### Task goal:
Copy, word for word, the opening line of the data and each line after it until the line that contains "indicate the tree, one dot per instance", which is included. Leave the pictures out.

(Referring expression pointing data)

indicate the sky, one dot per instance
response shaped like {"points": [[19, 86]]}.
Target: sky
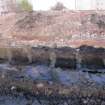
{"points": [[47, 4]]}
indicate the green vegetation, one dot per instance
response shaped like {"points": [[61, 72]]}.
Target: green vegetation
{"points": [[25, 5]]}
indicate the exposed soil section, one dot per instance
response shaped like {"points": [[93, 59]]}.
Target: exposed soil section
{"points": [[65, 28]]}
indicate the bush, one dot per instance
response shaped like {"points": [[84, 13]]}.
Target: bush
{"points": [[25, 5]]}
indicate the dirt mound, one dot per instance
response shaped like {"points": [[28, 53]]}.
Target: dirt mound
{"points": [[65, 28]]}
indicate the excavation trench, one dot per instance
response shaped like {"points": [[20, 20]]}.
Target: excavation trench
{"points": [[55, 76]]}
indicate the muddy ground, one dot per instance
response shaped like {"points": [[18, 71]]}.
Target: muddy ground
{"points": [[42, 85]]}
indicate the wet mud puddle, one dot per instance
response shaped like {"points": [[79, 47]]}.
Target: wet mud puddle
{"points": [[44, 73]]}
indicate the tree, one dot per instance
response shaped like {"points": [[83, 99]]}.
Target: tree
{"points": [[59, 6], [25, 5]]}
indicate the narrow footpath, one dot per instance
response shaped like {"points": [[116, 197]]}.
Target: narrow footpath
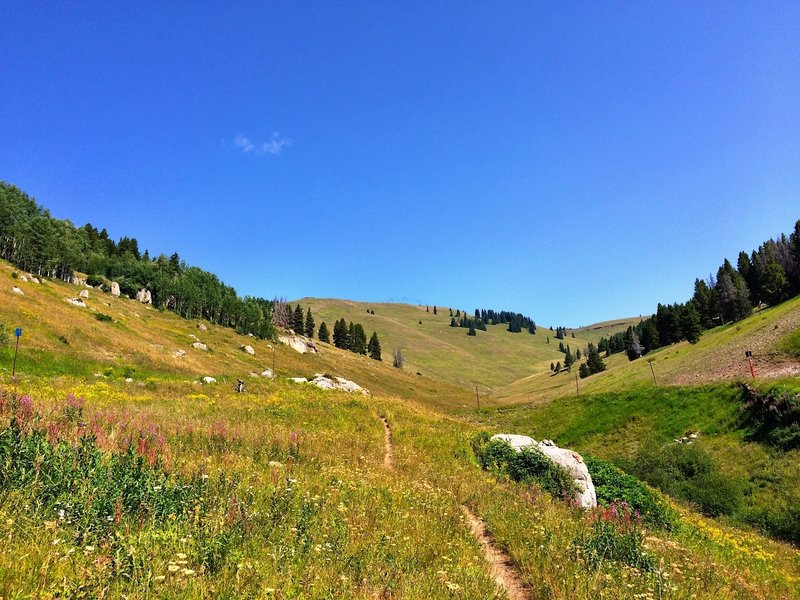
{"points": [[388, 458], [500, 566]]}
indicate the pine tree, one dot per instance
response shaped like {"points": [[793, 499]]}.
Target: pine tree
{"points": [[374, 346], [298, 323], [309, 324], [324, 334]]}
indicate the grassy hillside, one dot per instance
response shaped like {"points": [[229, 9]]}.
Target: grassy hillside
{"points": [[718, 356], [168, 488], [489, 360]]}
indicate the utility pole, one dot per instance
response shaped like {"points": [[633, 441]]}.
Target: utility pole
{"points": [[18, 334]]}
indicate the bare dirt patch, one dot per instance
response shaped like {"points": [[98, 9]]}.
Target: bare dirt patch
{"points": [[388, 458], [500, 565]]}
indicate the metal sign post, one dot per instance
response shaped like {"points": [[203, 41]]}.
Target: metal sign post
{"points": [[17, 334]]}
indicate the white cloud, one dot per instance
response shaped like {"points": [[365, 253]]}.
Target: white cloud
{"points": [[274, 146]]}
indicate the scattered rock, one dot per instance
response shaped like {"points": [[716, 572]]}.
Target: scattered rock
{"points": [[299, 343], [144, 296], [334, 383], [570, 460]]}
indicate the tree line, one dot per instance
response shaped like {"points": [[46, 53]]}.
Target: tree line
{"points": [[767, 276], [35, 242]]}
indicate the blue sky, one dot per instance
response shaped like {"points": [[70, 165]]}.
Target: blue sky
{"points": [[573, 161]]}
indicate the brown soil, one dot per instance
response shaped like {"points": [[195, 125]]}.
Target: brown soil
{"points": [[728, 362], [500, 565], [388, 459]]}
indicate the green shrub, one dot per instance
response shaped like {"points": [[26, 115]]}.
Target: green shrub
{"points": [[618, 541], [686, 471], [527, 466], [614, 485], [773, 416]]}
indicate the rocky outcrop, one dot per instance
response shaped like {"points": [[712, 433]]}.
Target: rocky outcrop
{"points": [[299, 343], [326, 382], [570, 460]]}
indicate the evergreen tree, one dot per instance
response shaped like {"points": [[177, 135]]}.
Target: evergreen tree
{"points": [[359, 343], [340, 334], [298, 323], [690, 323], [374, 346], [594, 362], [309, 323]]}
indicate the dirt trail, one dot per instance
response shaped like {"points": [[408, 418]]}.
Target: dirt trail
{"points": [[499, 563], [388, 459]]}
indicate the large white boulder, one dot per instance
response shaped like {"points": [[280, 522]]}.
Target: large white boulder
{"points": [[568, 459], [298, 343]]}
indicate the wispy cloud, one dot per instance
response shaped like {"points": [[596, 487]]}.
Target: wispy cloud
{"points": [[273, 146]]}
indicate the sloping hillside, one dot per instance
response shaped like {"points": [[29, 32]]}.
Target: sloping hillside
{"points": [[489, 360], [718, 356]]}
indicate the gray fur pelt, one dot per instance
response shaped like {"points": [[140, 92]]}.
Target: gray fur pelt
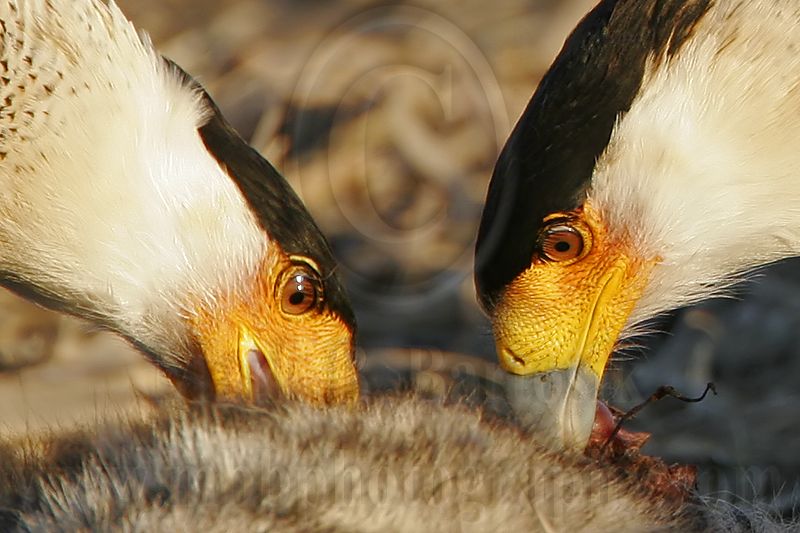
{"points": [[394, 465]]}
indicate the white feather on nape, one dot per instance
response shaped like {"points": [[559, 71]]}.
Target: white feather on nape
{"points": [[109, 194], [703, 172]]}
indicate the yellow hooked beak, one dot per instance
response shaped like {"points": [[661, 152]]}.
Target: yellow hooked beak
{"points": [[557, 324], [280, 341]]}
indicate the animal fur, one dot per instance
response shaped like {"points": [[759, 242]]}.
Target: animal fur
{"points": [[395, 465]]}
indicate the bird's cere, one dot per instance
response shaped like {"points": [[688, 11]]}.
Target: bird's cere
{"points": [[128, 200], [654, 167]]}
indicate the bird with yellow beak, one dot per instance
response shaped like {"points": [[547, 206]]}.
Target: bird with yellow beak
{"points": [[128, 200], [656, 163]]}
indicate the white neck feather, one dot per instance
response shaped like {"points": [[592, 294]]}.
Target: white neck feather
{"points": [[703, 172], [108, 191]]}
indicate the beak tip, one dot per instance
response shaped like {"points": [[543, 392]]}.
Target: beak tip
{"points": [[559, 405]]}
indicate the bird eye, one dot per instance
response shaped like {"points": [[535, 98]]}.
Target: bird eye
{"points": [[561, 243], [300, 292]]}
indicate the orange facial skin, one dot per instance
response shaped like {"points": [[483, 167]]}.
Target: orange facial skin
{"points": [[569, 307], [305, 350]]}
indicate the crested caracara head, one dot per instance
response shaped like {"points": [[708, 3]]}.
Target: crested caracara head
{"points": [[128, 200], [654, 165]]}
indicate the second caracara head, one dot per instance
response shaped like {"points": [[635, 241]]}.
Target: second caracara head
{"points": [[655, 164], [128, 200]]}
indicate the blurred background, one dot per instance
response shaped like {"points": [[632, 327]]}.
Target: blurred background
{"points": [[387, 119]]}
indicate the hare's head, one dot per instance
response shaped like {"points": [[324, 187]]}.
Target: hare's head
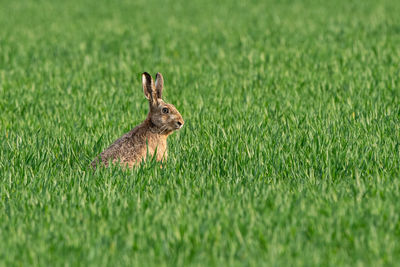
{"points": [[163, 115]]}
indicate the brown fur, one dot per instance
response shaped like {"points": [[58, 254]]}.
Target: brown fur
{"points": [[148, 137]]}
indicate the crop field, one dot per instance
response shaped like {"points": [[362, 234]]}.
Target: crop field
{"points": [[289, 156]]}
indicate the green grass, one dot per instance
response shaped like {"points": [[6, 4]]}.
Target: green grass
{"points": [[290, 154]]}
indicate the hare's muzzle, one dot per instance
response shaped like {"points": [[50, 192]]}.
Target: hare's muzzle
{"points": [[179, 124]]}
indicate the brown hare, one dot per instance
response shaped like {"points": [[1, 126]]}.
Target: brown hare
{"points": [[148, 137]]}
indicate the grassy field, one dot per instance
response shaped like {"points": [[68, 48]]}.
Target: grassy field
{"points": [[290, 154]]}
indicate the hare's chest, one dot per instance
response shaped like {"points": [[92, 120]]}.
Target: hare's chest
{"points": [[158, 146]]}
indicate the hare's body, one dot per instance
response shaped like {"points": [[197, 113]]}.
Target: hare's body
{"points": [[148, 137]]}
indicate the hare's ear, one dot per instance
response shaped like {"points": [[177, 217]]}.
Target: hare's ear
{"points": [[159, 84], [149, 88]]}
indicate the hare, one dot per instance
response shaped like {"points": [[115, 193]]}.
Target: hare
{"points": [[150, 136]]}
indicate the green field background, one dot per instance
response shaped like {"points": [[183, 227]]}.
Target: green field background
{"points": [[290, 153]]}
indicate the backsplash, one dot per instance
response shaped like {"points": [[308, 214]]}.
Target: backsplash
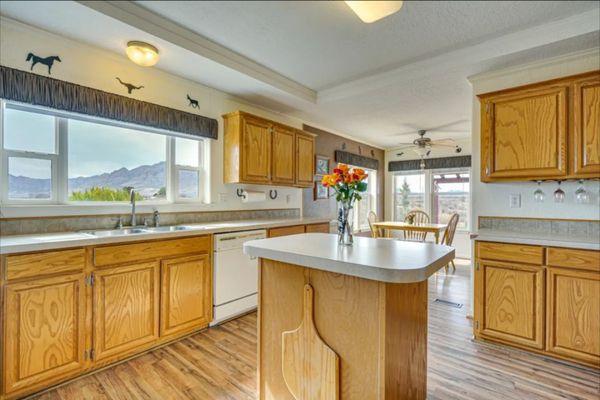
{"points": [[583, 228], [23, 226]]}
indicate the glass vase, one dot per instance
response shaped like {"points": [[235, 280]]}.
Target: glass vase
{"points": [[345, 211]]}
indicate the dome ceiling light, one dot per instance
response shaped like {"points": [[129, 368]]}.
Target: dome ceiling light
{"points": [[371, 11], [142, 53]]}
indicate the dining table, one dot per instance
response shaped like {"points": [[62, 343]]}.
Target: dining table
{"points": [[388, 226]]}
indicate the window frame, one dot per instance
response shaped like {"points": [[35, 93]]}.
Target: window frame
{"points": [[60, 162], [430, 190]]}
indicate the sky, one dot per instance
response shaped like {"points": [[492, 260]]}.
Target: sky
{"points": [[92, 148]]}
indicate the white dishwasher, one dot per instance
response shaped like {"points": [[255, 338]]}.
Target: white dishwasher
{"points": [[235, 275]]}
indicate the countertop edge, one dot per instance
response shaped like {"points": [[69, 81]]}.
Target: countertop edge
{"points": [[352, 269], [95, 241], [503, 237]]}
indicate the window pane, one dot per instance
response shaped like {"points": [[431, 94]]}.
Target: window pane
{"points": [[367, 204], [188, 184], [29, 131], [451, 195], [29, 178], [187, 152], [106, 162], [409, 193]]}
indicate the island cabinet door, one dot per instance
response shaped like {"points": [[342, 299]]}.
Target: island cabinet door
{"points": [[186, 299], [510, 302], [524, 134], [256, 150], [574, 314], [44, 334], [125, 309], [284, 156], [586, 126]]}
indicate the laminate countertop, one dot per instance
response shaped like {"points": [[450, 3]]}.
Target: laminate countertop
{"points": [[50, 241], [385, 260], [586, 242]]}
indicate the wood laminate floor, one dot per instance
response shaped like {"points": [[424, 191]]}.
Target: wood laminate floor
{"points": [[220, 363]]}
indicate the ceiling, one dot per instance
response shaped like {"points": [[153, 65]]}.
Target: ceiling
{"points": [[317, 61]]}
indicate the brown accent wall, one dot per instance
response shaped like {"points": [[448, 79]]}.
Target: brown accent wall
{"points": [[326, 143]]}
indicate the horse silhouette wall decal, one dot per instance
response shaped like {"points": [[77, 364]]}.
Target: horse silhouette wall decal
{"points": [[129, 86], [193, 103], [48, 61]]}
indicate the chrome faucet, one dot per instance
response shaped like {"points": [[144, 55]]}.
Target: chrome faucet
{"points": [[132, 201]]}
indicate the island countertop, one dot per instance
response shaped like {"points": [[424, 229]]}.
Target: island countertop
{"points": [[384, 260]]}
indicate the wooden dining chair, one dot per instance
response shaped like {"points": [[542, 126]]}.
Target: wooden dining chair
{"points": [[372, 218], [418, 217], [448, 237]]}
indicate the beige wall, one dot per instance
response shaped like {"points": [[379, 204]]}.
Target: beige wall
{"points": [[326, 143]]}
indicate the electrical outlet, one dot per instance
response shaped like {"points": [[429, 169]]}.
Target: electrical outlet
{"points": [[514, 201]]}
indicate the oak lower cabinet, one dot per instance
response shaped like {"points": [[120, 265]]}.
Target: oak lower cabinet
{"points": [[574, 314], [512, 302], [547, 301], [44, 332], [185, 294], [68, 312], [126, 305]]}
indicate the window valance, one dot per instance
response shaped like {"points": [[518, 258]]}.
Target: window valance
{"points": [[26, 87], [356, 160], [430, 163]]}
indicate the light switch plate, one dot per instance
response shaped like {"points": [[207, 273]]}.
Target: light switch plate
{"points": [[514, 201]]}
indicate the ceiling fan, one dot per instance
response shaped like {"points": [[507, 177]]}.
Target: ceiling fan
{"points": [[422, 145]]}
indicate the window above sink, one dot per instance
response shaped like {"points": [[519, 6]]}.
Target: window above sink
{"points": [[56, 158]]}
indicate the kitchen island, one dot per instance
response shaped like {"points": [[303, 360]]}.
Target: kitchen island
{"points": [[337, 321]]}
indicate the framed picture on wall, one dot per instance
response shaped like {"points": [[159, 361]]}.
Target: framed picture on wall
{"points": [[320, 192], [321, 165]]}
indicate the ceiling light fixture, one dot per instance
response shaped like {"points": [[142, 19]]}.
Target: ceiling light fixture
{"points": [[142, 53], [371, 11]]}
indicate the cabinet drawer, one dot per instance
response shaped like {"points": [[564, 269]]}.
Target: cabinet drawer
{"points": [[45, 263], [322, 228], [111, 255], [286, 230], [574, 258], [510, 252]]}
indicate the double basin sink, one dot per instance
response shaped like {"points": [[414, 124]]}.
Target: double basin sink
{"points": [[140, 230]]}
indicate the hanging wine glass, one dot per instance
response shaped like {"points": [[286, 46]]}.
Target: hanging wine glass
{"points": [[559, 194], [581, 195], [539, 195]]}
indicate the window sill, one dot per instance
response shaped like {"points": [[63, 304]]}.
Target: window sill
{"points": [[60, 210]]}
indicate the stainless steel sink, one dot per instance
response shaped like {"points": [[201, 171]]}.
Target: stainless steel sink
{"points": [[117, 232], [170, 228]]}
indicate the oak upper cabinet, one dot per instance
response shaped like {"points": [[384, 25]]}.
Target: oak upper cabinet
{"points": [[284, 156], [256, 150], [548, 130], [511, 302], [586, 127], [44, 332], [126, 309], [260, 151], [573, 306], [186, 297], [305, 159], [524, 133]]}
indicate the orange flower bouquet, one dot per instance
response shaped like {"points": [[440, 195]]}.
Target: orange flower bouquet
{"points": [[348, 184]]}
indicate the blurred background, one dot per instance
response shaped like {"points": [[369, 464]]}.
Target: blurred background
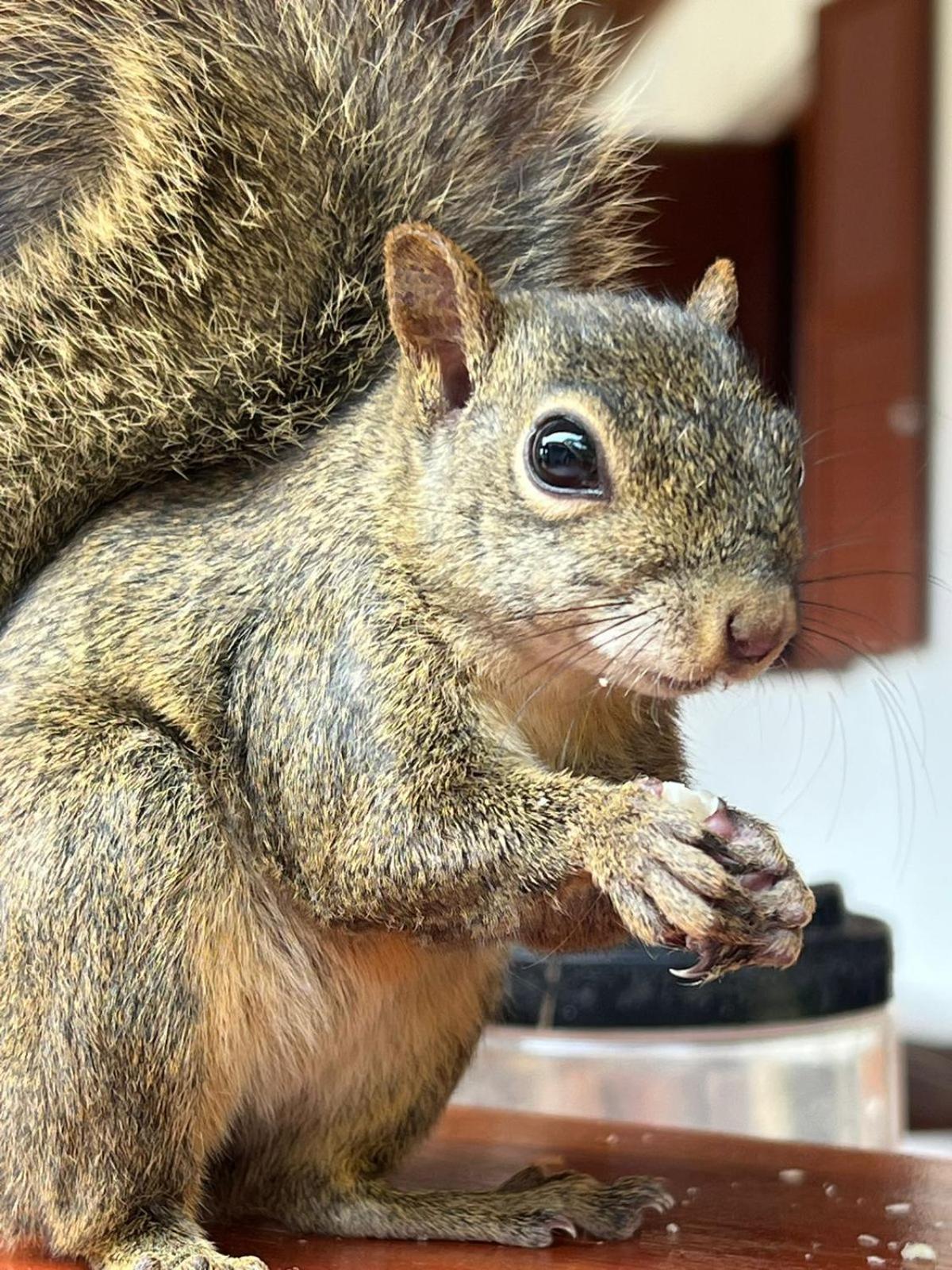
{"points": [[810, 143]]}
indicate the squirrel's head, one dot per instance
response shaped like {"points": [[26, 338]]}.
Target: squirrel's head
{"points": [[602, 482]]}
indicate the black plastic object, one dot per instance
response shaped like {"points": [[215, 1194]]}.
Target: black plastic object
{"points": [[846, 965]]}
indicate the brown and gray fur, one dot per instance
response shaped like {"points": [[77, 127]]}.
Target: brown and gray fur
{"points": [[283, 759]]}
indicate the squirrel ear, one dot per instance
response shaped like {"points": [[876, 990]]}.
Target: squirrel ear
{"points": [[715, 298], [443, 313]]}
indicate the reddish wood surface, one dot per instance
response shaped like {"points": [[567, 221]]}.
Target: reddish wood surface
{"points": [[862, 276], [734, 1212]]}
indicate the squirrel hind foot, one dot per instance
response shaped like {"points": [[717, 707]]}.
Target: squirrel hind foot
{"points": [[171, 1249], [526, 1212]]}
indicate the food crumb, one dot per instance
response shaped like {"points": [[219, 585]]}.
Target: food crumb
{"points": [[918, 1253]]}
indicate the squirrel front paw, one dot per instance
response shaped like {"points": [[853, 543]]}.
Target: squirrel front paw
{"points": [[685, 870]]}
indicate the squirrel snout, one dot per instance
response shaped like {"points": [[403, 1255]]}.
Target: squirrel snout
{"points": [[753, 641]]}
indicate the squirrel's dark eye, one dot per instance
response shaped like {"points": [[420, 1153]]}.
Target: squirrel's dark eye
{"points": [[562, 457]]}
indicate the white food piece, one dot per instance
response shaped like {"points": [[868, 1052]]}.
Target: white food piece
{"points": [[918, 1253], [700, 803], [793, 1176]]}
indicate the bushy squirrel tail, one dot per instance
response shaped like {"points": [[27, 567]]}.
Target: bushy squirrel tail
{"points": [[194, 200]]}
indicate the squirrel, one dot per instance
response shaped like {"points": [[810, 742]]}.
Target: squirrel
{"points": [[359, 533]]}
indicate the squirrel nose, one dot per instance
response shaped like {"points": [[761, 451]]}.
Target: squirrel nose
{"points": [[753, 643]]}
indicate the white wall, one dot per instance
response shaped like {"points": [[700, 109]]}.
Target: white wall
{"points": [[848, 765]]}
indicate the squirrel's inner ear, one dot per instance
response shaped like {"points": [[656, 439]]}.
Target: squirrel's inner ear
{"points": [[715, 298], [443, 313]]}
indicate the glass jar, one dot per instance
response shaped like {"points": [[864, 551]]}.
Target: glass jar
{"points": [[806, 1054]]}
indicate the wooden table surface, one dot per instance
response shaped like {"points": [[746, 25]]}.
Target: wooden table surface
{"points": [[734, 1210]]}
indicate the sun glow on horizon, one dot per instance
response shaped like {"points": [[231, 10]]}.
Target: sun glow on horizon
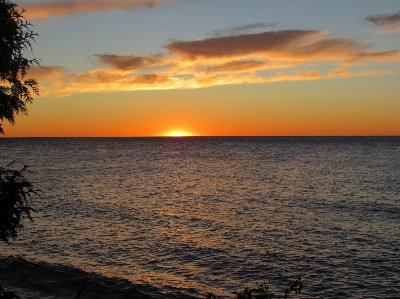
{"points": [[178, 133]]}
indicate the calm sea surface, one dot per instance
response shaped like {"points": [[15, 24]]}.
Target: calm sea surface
{"points": [[186, 216]]}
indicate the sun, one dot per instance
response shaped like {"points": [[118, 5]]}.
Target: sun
{"points": [[178, 133]]}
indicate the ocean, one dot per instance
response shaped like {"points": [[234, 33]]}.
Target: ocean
{"points": [[181, 217]]}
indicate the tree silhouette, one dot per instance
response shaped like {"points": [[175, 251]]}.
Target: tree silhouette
{"points": [[15, 196], [15, 38]]}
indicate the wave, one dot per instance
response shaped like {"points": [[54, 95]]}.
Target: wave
{"points": [[34, 280]]}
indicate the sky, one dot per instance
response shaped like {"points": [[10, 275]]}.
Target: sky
{"points": [[213, 68]]}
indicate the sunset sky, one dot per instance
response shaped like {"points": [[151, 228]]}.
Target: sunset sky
{"points": [[213, 68]]}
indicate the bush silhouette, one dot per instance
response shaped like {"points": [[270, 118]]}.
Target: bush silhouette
{"points": [[16, 194]]}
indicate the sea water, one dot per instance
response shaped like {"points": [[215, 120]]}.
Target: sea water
{"points": [[180, 217]]}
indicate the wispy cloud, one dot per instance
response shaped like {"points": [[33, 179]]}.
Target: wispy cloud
{"points": [[50, 9], [387, 23], [248, 58], [242, 29]]}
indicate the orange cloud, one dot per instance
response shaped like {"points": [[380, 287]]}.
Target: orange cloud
{"points": [[250, 58], [386, 23], [240, 45], [127, 62], [51, 9]]}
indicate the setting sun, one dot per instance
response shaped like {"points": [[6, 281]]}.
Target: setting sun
{"points": [[178, 133]]}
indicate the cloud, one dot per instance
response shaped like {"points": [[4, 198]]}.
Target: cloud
{"points": [[270, 56], [241, 29], [240, 45], [127, 62], [50, 9], [386, 23]]}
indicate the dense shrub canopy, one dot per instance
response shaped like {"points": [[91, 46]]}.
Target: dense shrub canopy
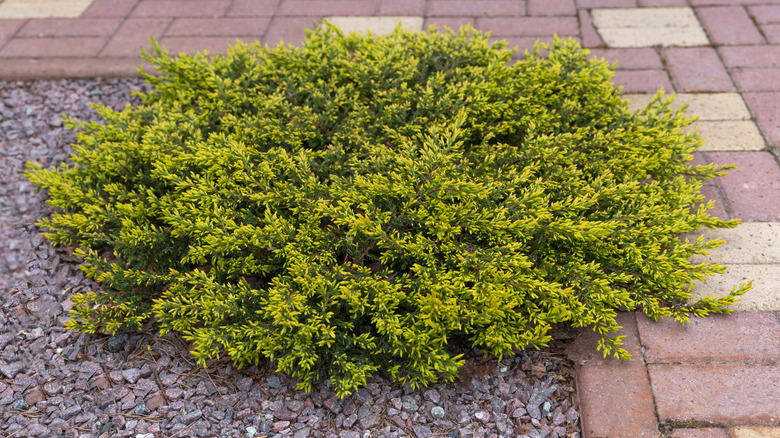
{"points": [[349, 207]]}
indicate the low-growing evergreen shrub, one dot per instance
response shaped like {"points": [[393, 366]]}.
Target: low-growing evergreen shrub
{"points": [[351, 206]]}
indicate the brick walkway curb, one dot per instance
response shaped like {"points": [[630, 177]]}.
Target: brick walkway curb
{"points": [[715, 378]]}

### Reply to the task:
indicate the sky, one dot per instance
response shaped like {"points": [[19, 86]]}.
Target: sky
{"points": [[47, 4]]}
indicate the green vegetation, one dot per instance
response shaped like {"points": [[61, 72]]}.
Target: green vegetation
{"points": [[25, 5]]}
indicate the exposed soil section, one dot per instance
response shaped like {"points": [[93, 59]]}.
Target: exposed soil section
{"points": [[65, 28]]}
indicate the bush, one dot per instance
response shaped like {"points": [[84, 13]]}.
Target: bush
{"points": [[25, 5]]}
indicate the dirt mound, one dot per instance
response shaped like {"points": [[28, 53]]}.
Target: dirt mound
{"points": [[65, 28]]}
indicate the excavation trench, one dot per instance
response shaped like {"points": [[20, 20]]}.
Target: excavation trench
{"points": [[55, 76]]}
indicate the muddy ground, one dot per instance
response shaped like {"points": [[18, 71]]}.
Target: muddy ground
{"points": [[42, 85]]}
indicate the wet mud puddle, one dot per instance
response shaped like {"points": [[79, 47]]}.
Target: wet mud puddle
{"points": [[44, 73]]}
indicate the tree, one dot per instance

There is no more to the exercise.